• **Material shown**
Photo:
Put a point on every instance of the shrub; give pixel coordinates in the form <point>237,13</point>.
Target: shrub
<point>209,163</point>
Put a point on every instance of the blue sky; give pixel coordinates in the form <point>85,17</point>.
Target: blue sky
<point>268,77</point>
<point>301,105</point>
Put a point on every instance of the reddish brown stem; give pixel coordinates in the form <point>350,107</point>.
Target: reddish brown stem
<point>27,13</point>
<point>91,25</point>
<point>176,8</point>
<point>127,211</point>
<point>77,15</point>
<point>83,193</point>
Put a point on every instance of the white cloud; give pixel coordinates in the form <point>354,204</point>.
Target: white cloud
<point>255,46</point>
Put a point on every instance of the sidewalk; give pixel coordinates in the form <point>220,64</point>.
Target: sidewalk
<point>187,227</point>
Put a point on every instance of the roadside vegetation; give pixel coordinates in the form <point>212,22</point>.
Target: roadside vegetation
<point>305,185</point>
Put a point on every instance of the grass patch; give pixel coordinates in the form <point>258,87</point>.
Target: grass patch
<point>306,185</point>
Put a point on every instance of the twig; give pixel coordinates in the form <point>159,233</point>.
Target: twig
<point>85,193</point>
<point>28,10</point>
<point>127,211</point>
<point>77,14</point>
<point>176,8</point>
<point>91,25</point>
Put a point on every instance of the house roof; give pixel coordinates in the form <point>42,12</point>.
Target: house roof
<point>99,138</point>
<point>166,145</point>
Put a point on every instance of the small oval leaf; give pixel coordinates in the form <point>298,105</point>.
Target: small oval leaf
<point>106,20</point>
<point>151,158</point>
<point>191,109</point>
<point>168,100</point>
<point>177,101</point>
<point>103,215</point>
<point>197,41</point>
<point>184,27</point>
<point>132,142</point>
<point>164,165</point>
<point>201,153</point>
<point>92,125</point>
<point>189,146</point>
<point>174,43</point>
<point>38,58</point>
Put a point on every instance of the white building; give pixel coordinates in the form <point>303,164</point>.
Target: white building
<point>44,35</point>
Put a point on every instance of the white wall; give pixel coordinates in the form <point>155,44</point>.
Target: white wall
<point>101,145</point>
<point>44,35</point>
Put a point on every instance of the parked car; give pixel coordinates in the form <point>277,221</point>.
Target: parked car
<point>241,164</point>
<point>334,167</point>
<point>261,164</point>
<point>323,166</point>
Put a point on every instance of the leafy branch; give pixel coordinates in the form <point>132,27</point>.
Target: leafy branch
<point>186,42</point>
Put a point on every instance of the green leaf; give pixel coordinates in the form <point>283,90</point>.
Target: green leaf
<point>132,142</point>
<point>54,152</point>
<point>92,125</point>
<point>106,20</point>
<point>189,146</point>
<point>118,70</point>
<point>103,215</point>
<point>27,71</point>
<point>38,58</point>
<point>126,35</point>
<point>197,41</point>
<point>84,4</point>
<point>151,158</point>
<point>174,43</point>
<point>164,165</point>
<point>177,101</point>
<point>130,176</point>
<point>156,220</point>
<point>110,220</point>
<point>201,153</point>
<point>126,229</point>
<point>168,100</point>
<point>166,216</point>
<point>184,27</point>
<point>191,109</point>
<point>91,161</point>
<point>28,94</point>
---
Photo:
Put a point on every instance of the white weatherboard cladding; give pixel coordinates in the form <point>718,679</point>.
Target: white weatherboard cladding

• **Instructions to follow**
Your answer should be a single number: the count of lines in the material above that contain "cladding".

• **Solution to the exercise**
2